Problem description:
Please copy the material word for word, starting at the line that contains "Find the dense" and stopping after the line that contains "pixel 212 268".

Records from a data collection:

▬▬▬

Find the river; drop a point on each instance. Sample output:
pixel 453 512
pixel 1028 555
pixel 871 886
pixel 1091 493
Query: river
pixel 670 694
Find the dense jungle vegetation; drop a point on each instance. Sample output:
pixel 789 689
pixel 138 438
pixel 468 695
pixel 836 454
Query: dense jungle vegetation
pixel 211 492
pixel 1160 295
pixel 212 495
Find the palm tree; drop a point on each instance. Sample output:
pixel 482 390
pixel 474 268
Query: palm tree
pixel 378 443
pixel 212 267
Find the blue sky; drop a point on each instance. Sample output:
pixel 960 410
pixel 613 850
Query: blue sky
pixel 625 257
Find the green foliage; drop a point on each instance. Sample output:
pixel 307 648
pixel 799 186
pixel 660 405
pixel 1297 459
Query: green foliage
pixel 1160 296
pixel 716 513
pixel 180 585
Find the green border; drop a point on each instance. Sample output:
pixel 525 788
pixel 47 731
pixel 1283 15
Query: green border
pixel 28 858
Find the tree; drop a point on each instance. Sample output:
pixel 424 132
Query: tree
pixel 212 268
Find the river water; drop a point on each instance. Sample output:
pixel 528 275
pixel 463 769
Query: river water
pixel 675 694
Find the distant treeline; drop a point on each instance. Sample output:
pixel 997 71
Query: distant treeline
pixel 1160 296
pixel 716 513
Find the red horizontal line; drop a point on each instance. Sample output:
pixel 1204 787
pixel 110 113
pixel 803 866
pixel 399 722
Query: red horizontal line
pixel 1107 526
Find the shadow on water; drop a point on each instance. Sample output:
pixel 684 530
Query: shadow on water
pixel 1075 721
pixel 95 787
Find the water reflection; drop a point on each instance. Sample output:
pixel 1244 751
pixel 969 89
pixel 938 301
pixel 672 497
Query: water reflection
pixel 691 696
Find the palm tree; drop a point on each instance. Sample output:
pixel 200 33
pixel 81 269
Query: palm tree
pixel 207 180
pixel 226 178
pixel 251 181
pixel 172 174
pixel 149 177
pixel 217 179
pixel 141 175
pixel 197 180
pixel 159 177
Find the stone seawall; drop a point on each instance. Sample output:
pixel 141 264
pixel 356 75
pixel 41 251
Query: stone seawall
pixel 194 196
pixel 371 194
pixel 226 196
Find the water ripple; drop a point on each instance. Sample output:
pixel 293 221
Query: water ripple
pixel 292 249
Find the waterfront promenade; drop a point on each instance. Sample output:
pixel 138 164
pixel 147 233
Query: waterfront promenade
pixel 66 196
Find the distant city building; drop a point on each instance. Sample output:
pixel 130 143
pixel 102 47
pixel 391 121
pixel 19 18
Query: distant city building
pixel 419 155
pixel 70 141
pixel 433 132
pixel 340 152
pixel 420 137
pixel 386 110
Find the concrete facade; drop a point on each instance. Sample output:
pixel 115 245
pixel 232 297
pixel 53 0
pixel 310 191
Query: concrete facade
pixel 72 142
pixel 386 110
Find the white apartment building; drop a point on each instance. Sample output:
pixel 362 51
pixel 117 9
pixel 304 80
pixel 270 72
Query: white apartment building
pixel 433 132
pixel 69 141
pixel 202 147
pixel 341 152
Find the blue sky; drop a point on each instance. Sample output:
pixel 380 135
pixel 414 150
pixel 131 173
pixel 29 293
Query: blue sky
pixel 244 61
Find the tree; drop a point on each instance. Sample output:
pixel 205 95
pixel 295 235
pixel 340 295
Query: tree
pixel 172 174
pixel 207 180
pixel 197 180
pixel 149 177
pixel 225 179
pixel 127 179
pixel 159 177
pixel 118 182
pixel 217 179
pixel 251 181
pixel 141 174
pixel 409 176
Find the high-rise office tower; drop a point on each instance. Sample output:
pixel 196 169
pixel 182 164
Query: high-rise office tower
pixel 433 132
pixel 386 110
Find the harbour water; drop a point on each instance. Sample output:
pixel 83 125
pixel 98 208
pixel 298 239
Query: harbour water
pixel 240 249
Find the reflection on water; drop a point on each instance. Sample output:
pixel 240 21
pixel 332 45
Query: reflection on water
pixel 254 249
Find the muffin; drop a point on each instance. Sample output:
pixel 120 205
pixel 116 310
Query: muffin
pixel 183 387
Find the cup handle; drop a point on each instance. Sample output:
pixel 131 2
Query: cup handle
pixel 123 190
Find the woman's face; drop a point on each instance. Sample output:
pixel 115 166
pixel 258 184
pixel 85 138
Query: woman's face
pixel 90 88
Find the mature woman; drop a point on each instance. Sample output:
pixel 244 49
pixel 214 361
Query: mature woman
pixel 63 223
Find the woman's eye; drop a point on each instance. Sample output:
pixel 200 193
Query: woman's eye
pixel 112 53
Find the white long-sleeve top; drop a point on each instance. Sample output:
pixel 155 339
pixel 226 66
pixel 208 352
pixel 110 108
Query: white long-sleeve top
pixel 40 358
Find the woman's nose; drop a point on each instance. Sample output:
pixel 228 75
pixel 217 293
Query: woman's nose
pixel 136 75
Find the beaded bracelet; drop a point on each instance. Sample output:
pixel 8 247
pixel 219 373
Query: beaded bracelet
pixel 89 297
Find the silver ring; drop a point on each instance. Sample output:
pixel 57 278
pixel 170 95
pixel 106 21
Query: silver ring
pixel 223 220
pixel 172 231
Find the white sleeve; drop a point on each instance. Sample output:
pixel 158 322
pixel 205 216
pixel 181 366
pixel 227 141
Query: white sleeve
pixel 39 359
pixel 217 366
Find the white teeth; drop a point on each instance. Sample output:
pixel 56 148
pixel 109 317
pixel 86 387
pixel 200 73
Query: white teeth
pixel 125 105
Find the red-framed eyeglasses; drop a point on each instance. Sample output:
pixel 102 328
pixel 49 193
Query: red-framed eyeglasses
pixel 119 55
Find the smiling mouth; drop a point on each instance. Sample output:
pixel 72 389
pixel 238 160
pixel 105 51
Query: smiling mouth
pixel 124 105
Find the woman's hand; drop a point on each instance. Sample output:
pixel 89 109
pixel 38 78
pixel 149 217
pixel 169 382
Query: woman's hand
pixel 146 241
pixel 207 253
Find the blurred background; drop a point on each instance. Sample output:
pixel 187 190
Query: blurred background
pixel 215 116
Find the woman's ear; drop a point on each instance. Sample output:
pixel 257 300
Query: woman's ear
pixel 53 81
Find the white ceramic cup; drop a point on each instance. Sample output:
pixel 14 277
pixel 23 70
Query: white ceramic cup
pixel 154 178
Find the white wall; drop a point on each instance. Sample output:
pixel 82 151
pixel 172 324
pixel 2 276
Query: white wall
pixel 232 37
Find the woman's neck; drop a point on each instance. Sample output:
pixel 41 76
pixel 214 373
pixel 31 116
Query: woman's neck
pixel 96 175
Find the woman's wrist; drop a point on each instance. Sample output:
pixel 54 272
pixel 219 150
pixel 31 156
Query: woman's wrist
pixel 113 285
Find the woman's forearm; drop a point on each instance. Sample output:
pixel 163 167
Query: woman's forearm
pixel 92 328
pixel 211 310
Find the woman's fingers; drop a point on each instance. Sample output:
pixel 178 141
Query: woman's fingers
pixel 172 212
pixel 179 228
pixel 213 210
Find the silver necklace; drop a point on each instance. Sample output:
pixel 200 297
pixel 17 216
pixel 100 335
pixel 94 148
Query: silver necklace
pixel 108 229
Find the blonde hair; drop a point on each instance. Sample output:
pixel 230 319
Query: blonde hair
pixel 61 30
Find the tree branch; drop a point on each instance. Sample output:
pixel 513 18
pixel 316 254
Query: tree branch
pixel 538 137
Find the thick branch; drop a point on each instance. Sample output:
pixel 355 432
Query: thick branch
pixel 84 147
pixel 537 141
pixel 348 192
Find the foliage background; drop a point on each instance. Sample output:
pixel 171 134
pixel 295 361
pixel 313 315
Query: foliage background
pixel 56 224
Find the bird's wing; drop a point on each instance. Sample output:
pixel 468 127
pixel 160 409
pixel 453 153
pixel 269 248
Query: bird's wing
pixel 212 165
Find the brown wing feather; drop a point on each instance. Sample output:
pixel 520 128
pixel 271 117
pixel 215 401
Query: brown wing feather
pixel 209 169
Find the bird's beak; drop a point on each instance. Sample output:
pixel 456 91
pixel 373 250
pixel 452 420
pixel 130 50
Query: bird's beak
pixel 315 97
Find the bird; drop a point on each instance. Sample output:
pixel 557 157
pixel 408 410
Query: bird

▬▬▬

Full response:
Find the dense jungle vegetation; drop a point on each instance. Sample output:
pixel 789 689
pixel 138 438
pixel 468 695
pixel 836 454
Query: dense jungle vegetation
pixel 211 492
pixel 1160 295
pixel 212 495
Find the palm tree; drop a point on each instance. Sample output:
pixel 482 390
pixel 474 268
Query: palm tree
pixel 378 443
pixel 212 267
Find the blue sky; drop a point on each instance. Sample output:
pixel 960 410
pixel 613 850
Query: blue sky
pixel 625 257
Find the green foliage; drop a point on each instance. Sample output:
pixel 307 648
pixel 799 186
pixel 660 405
pixel 1297 459
Query: green foliage
pixel 1160 296
pixel 716 513
pixel 180 585
Find the green border; drop a point on each instance. Sample output:
pixel 525 788
pixel 47 731
pixel 1283 15
Query: green border
pixel 28 858
Find the tree; drop a point on each instance. Sample output:
pixel 424 132
Query: tree
pixel 212 268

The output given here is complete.